PAGE TEXT:
Tom Lane wrote:
target would typically be around 10 or so.  It really wasn't designed to
be industrial-strength code.  (It was still a big improvement over what
we'd had before :-(.)  So I'm not very comfortable with taking it as the
design base for something that does need to be industrial-strength.

I did some googling and found a paper describing a method of determining most frequent elements from a stream called Lossy Counting:
http://www.vldb.org/conf/2002/S10P03.pdf
The following is an adaptation of an algorithm described in section 4.2 of that paper. I'll summarize it and propose an implementation using existing PG data structures.

The data structure (called D) is a set of entries in the form (e, f, d), where e is the lexeme, f is an integer representing the estimated frequency and d is the maximum possible error in f. We process tsvectors in batches. After each w tsvectors we will be pruning our data structure, deleting entries that are not frequent enough. Let b be the number of the current batch (tsvectors 1 to w are processed with b = 1, tsvectors w+1 to w*2 are processed with b = 2 and so on). Observe that w is an arbitrary number. Initially, D is empty. For each lexeme e we look up its entry in D. If it's found, we increment f in that entry. If not, we add a new entry in the form of (e, 1, b - 1).
After each w tsvectors we delete all entries from D, that have f + d <= b.

For example, consider such a list of tsvectors (numbers stand for lexemes, each line is a tsvector):
1 2 3
2 3 4 5
1 2
1 3 4
2 3 4 5
2 4 5 6

Let w = 3.
After processing the first tsvector D would look like so:
(1, 1, 0), (2, 1, 0), (3, 1, 0)
After processing the second tsvector D would be:
(1, 1, 0), (2, 2, 0), (3, 2, 0), (4, 1, 0), (5, 1, 0)
After the third tsvector we'd have:
(1, 2, 0), (2, 3, 0), (3, 2, 0), (4, 1, 0), (5, 1, 0)

GIVEN RECORDS:
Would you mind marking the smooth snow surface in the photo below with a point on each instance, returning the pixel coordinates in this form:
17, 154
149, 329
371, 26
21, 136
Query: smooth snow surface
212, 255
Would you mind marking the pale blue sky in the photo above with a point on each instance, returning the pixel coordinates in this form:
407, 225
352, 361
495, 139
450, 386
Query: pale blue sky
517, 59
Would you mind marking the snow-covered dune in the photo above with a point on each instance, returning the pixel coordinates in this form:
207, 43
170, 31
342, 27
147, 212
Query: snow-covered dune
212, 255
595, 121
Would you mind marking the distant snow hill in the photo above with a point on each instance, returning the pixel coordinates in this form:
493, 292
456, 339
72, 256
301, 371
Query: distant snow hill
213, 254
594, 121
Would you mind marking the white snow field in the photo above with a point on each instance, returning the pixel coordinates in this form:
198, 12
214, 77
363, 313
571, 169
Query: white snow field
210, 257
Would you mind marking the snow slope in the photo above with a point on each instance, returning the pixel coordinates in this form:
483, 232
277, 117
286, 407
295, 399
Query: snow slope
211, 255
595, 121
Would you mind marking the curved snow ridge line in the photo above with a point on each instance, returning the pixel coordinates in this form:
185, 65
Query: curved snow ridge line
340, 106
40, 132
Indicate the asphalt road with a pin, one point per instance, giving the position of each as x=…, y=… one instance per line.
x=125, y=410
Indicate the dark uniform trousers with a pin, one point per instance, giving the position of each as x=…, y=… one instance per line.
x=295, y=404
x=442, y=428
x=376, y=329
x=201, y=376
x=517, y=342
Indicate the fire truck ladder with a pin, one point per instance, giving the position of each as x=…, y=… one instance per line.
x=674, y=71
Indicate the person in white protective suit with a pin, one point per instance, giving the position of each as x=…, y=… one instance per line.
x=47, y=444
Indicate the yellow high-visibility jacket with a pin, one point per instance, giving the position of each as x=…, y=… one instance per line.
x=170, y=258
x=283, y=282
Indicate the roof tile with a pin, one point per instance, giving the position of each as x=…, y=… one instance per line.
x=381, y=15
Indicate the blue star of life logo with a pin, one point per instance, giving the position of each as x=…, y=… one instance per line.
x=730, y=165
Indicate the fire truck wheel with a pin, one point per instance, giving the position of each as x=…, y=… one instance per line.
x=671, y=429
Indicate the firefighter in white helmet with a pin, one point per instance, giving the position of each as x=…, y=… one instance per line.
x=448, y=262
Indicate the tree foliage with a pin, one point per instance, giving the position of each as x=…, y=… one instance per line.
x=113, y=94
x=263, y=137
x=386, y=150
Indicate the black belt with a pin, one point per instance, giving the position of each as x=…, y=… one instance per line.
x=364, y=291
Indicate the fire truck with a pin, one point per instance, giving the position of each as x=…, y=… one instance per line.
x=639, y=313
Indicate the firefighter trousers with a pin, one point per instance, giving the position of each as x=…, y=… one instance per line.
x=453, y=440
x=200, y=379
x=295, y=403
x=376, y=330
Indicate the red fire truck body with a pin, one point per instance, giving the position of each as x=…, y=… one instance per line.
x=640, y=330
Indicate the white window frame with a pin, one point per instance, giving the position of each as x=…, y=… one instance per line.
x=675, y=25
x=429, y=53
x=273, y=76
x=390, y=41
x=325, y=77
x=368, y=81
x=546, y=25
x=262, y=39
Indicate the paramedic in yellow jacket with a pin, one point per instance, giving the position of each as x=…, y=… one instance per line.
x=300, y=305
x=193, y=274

YOUR OBJECTIVE:
In the post on Lossy Counting, what does d stand for in each (e, f, d) entry? The records have nothing to do with the post on Lossy Counting.

RESPONSE TO THIS EXERCISE:
d is the maximum possible error in f.